*Required work:* Copy the data from the line that contains "[indicate] white lorry" to its last line, exactly, including both of those lines and leaving out everything before.

>> Start Record list

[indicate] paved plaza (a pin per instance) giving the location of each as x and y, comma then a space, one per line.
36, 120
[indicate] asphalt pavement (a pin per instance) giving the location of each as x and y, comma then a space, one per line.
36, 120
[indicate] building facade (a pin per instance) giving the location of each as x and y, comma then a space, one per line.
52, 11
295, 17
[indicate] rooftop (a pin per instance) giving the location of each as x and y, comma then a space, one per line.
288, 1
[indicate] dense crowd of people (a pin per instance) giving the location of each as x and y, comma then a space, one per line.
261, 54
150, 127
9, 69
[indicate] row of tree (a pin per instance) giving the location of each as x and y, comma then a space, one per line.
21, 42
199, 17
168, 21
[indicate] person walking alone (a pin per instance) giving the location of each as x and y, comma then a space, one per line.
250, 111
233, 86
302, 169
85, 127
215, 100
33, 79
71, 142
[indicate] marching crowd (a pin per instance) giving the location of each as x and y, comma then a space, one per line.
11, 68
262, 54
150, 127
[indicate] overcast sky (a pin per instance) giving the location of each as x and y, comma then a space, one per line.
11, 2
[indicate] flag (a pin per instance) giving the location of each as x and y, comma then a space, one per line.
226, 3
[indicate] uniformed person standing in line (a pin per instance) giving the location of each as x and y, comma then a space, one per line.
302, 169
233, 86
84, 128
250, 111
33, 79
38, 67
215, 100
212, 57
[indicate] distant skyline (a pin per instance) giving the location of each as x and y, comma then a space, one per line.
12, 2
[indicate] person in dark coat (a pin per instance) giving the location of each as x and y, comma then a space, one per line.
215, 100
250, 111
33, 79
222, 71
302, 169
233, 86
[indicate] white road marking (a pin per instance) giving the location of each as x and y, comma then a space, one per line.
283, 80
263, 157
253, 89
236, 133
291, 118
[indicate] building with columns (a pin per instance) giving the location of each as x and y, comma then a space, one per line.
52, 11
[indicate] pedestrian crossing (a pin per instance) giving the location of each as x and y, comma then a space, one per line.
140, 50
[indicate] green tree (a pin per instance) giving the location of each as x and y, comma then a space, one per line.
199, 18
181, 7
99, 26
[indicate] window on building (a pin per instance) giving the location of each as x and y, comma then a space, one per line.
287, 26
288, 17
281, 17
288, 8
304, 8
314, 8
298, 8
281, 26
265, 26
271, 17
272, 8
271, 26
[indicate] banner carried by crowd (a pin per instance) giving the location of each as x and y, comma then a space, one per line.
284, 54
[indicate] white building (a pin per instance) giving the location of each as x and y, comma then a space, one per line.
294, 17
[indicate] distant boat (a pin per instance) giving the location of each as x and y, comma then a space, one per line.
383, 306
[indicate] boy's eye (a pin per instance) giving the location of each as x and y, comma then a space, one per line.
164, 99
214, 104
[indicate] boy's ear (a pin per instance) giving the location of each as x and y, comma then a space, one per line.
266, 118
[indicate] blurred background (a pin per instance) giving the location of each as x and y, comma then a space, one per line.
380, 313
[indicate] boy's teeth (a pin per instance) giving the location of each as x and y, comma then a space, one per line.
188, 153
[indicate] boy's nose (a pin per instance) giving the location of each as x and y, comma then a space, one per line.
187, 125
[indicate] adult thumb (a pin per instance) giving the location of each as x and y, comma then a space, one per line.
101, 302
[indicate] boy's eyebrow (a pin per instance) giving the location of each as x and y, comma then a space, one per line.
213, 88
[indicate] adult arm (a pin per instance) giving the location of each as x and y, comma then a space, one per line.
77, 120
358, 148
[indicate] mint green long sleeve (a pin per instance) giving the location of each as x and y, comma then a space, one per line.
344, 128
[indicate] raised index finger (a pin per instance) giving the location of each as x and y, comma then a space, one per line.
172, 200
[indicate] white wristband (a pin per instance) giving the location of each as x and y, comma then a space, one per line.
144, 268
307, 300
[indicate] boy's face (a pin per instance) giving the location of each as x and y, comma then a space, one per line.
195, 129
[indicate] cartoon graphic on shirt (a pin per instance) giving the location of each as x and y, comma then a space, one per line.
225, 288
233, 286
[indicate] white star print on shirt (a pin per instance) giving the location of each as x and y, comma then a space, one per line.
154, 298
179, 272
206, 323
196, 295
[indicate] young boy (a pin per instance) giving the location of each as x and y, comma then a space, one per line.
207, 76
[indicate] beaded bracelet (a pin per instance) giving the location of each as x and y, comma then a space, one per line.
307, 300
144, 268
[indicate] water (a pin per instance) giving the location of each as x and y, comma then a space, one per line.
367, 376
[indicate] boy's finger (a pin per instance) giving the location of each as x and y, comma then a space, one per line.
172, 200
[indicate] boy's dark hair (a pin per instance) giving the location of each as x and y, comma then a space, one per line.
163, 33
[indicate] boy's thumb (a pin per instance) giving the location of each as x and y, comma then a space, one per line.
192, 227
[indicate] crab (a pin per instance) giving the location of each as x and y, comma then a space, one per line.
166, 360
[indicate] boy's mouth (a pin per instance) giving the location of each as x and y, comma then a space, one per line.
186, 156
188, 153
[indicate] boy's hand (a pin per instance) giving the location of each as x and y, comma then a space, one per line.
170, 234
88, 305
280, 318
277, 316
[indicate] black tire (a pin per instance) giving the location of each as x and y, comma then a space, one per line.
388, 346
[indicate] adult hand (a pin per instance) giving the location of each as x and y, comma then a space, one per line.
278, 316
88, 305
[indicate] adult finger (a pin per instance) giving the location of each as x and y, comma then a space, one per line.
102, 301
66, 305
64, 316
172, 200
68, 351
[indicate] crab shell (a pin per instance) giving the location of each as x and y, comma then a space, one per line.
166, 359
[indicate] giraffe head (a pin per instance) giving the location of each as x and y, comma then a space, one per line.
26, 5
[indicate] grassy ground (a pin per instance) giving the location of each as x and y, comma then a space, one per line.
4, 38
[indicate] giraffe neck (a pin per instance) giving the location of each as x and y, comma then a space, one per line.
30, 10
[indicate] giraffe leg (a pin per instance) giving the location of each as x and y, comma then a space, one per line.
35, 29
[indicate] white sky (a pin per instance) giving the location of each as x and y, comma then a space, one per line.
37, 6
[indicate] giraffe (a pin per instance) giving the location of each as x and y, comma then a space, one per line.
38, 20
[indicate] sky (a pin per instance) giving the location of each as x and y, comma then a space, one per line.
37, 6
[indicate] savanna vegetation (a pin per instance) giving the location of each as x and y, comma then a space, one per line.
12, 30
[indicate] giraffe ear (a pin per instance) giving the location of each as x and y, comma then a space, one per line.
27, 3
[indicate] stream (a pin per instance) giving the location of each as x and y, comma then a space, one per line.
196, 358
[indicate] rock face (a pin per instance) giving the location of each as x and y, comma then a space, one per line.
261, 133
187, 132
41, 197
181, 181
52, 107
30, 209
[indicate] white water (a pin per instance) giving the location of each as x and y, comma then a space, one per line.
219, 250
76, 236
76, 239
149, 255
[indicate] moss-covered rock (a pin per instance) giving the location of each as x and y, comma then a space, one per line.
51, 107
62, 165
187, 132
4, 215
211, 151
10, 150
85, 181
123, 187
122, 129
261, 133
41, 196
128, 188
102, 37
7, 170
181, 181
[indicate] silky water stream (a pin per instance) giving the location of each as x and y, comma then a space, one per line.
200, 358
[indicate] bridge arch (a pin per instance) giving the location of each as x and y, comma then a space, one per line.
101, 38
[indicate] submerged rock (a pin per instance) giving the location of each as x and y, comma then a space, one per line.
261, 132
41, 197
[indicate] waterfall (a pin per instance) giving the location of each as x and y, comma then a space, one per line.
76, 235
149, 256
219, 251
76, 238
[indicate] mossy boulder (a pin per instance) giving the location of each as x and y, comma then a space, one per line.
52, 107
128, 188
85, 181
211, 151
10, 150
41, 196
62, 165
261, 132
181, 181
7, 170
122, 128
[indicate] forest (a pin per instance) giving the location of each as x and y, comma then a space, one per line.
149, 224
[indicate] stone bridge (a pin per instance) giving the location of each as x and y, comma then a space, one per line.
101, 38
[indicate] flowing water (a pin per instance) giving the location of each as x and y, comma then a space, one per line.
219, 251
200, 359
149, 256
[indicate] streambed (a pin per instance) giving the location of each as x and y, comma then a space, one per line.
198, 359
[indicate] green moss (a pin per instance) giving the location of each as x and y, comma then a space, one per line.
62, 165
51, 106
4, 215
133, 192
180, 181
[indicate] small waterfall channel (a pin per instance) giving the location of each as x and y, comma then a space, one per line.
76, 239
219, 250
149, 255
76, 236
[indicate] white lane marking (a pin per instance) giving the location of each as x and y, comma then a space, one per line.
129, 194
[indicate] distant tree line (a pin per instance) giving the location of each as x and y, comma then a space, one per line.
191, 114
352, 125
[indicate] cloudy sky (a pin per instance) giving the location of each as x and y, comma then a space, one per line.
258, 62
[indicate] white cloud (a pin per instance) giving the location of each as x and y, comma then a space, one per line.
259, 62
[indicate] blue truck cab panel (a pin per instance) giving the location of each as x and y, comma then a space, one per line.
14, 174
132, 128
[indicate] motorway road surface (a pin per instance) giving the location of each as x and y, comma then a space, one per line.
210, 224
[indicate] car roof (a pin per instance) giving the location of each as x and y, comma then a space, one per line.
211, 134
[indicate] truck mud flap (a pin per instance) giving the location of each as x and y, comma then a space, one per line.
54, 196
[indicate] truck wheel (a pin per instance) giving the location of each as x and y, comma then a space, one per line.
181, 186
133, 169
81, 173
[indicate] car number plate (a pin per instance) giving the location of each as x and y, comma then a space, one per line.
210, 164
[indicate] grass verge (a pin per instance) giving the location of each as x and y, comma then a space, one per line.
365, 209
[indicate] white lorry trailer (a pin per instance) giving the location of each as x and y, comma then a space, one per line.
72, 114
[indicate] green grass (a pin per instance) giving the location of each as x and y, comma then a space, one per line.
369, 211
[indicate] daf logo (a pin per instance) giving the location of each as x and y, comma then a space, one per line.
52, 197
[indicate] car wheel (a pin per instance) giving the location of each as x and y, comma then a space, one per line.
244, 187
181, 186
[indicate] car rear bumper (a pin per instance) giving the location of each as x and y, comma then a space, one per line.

>> End Record list

*Answer for the task:*
[indicate] white lorry trailer (a pin per instance) giving the location of each as x and y, comma then a space, one per line.
72, 114
[indicate] green grass (a pin per instance) giving the location of each as x and y, comma then a space, one per line.
369, 211
[indicate] daf logo (a pin per instance) giving the location of each as x and y, comma then a space, one per line.
52, 197
[indicate] car wheel (a pin per instance) giving the location of each as x and y, comma then a space, one per line.
244, 187
181, 186
[indicate] car rear bumper (a pin per instance) giving the location of each as x and y, comma then a space, one per line.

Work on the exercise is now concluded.